- **THE REQUEST**
Extract each line of the data and write it out again exactly.

(Position annotation records)

---+---

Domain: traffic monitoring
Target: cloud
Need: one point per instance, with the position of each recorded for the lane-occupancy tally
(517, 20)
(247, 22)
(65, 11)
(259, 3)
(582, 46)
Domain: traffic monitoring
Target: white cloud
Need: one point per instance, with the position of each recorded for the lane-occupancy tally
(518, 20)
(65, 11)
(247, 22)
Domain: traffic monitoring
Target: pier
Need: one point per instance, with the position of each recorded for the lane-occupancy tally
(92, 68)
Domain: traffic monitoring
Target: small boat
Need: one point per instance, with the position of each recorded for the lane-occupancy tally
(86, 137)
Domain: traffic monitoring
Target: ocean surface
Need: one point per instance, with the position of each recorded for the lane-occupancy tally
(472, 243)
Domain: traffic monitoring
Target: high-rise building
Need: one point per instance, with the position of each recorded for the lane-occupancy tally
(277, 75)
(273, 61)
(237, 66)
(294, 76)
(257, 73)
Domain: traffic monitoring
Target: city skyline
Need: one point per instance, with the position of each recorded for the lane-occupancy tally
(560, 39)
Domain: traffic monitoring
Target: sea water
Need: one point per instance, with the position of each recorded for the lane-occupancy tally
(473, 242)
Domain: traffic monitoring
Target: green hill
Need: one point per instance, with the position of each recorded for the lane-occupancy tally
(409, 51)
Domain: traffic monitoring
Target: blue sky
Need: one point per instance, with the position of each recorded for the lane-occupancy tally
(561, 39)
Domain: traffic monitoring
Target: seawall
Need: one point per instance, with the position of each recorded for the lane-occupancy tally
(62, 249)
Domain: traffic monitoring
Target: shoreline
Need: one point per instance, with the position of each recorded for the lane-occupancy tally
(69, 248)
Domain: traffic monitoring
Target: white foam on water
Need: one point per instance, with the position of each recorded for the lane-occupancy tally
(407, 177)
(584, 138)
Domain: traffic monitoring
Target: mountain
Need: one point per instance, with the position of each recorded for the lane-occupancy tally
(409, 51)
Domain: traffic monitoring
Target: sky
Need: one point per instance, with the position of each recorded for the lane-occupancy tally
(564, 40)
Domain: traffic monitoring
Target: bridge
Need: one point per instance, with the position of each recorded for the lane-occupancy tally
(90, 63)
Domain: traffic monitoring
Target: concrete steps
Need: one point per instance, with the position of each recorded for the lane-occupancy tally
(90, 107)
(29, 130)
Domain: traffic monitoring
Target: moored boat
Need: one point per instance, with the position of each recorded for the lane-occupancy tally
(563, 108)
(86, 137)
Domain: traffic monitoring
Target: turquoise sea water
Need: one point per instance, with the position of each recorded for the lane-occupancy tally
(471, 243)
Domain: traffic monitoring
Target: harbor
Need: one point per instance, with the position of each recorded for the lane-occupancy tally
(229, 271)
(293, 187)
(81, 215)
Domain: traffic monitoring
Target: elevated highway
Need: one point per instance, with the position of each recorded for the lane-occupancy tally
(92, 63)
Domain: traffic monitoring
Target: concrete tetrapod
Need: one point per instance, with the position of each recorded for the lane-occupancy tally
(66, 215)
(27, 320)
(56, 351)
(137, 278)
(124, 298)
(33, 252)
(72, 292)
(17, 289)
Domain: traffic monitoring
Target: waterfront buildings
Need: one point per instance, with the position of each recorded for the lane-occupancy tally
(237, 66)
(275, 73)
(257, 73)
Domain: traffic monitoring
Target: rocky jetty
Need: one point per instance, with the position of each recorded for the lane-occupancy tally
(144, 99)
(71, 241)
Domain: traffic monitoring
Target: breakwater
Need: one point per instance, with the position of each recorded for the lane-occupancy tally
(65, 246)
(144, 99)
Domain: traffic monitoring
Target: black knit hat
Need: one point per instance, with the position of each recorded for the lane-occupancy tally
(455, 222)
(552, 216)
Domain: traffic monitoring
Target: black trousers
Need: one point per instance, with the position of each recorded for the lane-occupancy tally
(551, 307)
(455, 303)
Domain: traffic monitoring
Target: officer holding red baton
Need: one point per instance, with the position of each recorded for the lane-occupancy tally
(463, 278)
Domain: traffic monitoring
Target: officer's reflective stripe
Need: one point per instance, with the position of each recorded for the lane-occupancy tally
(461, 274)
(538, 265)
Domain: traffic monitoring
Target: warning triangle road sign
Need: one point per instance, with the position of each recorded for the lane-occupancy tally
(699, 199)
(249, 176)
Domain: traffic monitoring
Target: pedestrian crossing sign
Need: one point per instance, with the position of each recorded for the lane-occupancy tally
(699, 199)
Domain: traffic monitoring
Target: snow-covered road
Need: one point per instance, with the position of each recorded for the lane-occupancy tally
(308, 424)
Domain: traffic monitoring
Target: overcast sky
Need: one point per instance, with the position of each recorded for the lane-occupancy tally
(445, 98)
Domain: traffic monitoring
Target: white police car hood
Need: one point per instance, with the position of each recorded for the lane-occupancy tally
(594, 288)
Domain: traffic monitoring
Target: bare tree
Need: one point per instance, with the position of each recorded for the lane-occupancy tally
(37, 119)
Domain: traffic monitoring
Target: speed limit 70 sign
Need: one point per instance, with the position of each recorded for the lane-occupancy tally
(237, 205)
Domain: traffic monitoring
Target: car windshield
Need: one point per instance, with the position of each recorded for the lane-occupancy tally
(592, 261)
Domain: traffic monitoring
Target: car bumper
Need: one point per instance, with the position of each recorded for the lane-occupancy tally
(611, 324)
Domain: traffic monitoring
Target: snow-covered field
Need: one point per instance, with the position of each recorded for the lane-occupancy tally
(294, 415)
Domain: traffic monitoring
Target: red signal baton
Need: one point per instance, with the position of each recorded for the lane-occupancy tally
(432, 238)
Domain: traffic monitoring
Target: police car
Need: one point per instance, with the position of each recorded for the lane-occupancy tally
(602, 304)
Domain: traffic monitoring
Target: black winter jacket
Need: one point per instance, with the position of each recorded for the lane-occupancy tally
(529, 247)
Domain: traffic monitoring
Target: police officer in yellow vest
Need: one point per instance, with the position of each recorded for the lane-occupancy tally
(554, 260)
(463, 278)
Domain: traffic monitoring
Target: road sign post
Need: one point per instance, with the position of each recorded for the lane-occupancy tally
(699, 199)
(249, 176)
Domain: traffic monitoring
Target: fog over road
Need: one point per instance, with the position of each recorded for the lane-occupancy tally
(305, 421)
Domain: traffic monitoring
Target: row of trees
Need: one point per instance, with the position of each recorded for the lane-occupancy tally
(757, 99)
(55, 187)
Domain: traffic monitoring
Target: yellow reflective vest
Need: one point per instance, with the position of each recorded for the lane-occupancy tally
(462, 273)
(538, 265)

---+---

- **RESULT OF THE TASK**
Domain: traffic monitoring
Target: cloud
Need: one point per instance, with the position of each recorded for the lane-occupancy tally
(517, 20)
(247, 22)
(65, 11)
(259, 3)
(582, 46)
Domain: traffic monitoring
Target: white cloud
Need: one point per instance, with the position of each recorded for the lane-occupancy tally
(518, 20)
(65, 11)
(247, 22)
Domain: traffic monitoring
Target: pier
Need: one point per instance, with the position of each recorded for the lane-occupancy tally
(92, 68)
Domain: traffic monitoring
Target: small boat
Need: one point per instance, with the position of each recorded for the lane-occupancy tally
(86, 137)
Domain: traffic monitoring
Target: ocean surface
Need: one point per instance, with the position of each recorded for the lane-occupancy tally
(472, 243)
Domain: traffic monitoring
Target: high-rise building
Need: one point per instance, with the position of each recorded for the lane-occupancy tally
(277, 75)
(273, 61)
(237, 66)
(294, 76)
(257, 73)
Domain: traffic monitoring
Target: city skyline
Need: one point per instance, with the position of each recorded for the lane-occupancy tally
(560, 39)
Domain: traffic monitoring
Target: sea water
Need: one point per instance, with the position of each recorded for the lane-occupancy tally
(473, 242)
Domain: traffic monitoring
Target: green hill
Need: one point per instance, with the position of each recorded for the lane-occupancy tally
(409, 51)
Domain: traffic monitoring
Target: blue sky
Need: one point per instance, with the position of each recorded for the lane-occupancy tally
(561, 39)
Domain: traffic monitoring
Target: seawall
Need: one point per instance, with the position of each recorded for the lane-occupancy tally
(62, 249)
Domain: traffic monitoring
Target: shoreline
Need: one point per instance, with the position of each recorded for the lane-occupancy tally
(69, 248)
Domain: traffic monitoring
Target: white foam on water
Need: one point per instance, with the position of each recorded for the lane-occupancy tally
(407, 177)
(584, 138)
Domain: traffic monitoring
Target: mountain
Need: one point per instance, with the position of each recorded for the lane-occupancy tally
(409, 51)
Domain: traffic monitoring
Target: sky
Need: one point per instance, with the position of each recorded for the lane-occupancy tally
(564, 40)
Domain: traffic monitoring
Target: bridge
Need: one point per instance, with the position of each recorded for the lane-occupancy tally
(90, 63)
Domain: traffic monitoring
Target: concrete steps
Need: one point per instance, with the position of each recorded for the lane-occupancy tally
(90, 107)
(29, 130)
Domain: traffic monitoring
Target: moored boat
Need: one point per instance, with the position of each recorded for the lane-occupancy tally
(563, 108)
(86, 137)
Domain: traffic monitoring
Target: turquoise sea water
Need: one point per instance, with the position of each recorded for the lane-occupancy tally
(471, 243)
Domain: traffic monitoring
Target: harbor
Need: one point per instance, with the position of each recorded for the lane-occupancy tally
(229, 271)
(293, 187)
(81, 215)
Domain: traffic monitoring
Target: elevated highway
Need: one point per instance, with the position of each recorded for the lane-occupancy tally
(92, 63)
Domain: traffic monitoring
Target: concrete tetrapod
Need: one point per instance, with the position of each recorded for the lane-occupancy tally
(66, 215)
(27, 320)
(56, 351)
(137, 278)
(124, 298)
(33, 252)
(72, 292)
(17, 289)
Domain: traffic monitoring
Target: waterfront buildings
Need: one point per instance, with the position of each recorded for the lane-occupancy tally
(237, 66)
(275, 73)
(257, 73)
Domain: traffic monitoring
Target: rocky jetty
Need: one point per instance, with the position of each recorded for the lane-occupancy tally
(144, 99)
(71, 241)
Domain: traffic monitoring
Target: breakwater
Need: one point per instance, with the position of each recorded for the lane-occupancy tally
(65, 246)
(144, 99)
Domain: traffic monitoring
Target: black knit hat
Need: one point per instance, with the position of each recorded for the lane-occupancy tally
(455, 222)
(552, 216)
Domain: traffic monitoring
Target: black trousers
Need: one point per instance, with the position of each recorded for the lane-occupancy tally
(551, 307)
(455, 303)
Domain: traffic monitoring
Target: officer holding red baton
Need: one point per instance, with the position of each recorded for the lane-occupancy tally
(463, 278)
Domain: traffic monitoring
Target: officer's reflective stripe
Need: one point per instance, with the position of each recorded for the lane-occupancy tally
(461, 274)
(538, 265)
Domain: traffic monitoring
Target: warning triangle road sign
Need: one point per instance, with the position of each recorded for the lane-occupancy tally
(699, 199)
(249, 176)
Domain: traffic monitoring
Target: pedestrian crossing sign
Need: one point per instance, with the position of each recorded for the lane-occupancy tally
(699, 199)
Domain: traffic monitoring
Target: snow-covered road
Need: one point per instance, with the position of each recorded for the lane-occupancy tally
(308, 424)
Domain: traffic monitoring
Target: overcast sky
Need: one point per instance, with the position of each recorded for the lane-occupancy tally
(445, 98)
Domain: traffic monitoring
Target: white police car hood
Need: one point per instance, with the position of each recorded for the lane-occupancy tally
(594, 288)
Domain: traffic monitoring
Target: bare tree
Need: one point per instance, with the position of each recorded for the lane-occupancy tally
(37, 119)
Domain: traffic monitoring
Target: speed limit 70 sign
Need: one point per instance, with the position of each recorded for the lane-occupancy tally
(237, 205)
Domain: traffic monitoring
Target: car windshield
Need: one point per instance, with the position of each recorded for the lane-occupancy tally
(592, 261)
Domain: traffic monitoring
Target: car bumper
Need: one point per instance, with the position of each recorded for the lane-occupancy tally
(611, 324)
Domain: traffic monitoring
Target: snow-covered field
Need: one point per instance, with the position of each recorded for the lane-occupancy tally
(294, 415)
Domain: traffic monitoring
Target: red signal baton
Need: one point per instance, with the position of each recorded for the lane-occupancy tally
(432, 238)
Domain: traffic monitoring
Target: police car
Need: one point per instance, with the position of each recorded for the lane-occupancy tally
(602, 304)
Domain: traffic monitoring
Target: black winter jacket
Need: one point per instance, with the position of each recorded for the lane-occupancy tally
(529, 247)
Domain: traffic monitoring
Target: police officer in yellow vest
Need: one point per instance, with the position of each recorded for the lane-occupancy tally
(554, 260)
(463, 278)
Domain: traffic monitoring
Target: road sign post
Need: one point per instance, with the position of each recorded for the lane-occupancy tally
(699, 199)
(249, 176)
Domain: traffic monitoring
Target: fog over road
Need: one point per instance, with the position of each recorded for the lane-occupancy tally
(305, 421)
Domain: traffic monitoring
Target: row of trees
Need: one point per instance, with the position of each recorded for the lane-occupancy tally
(757, 99)
(55, 187)
Domain: traffic monitoring
Target: yellow reflective vest
Need: one point per instance, with the position of each recorded for the lane-occupancy tally
(462, 273)
(538, 265)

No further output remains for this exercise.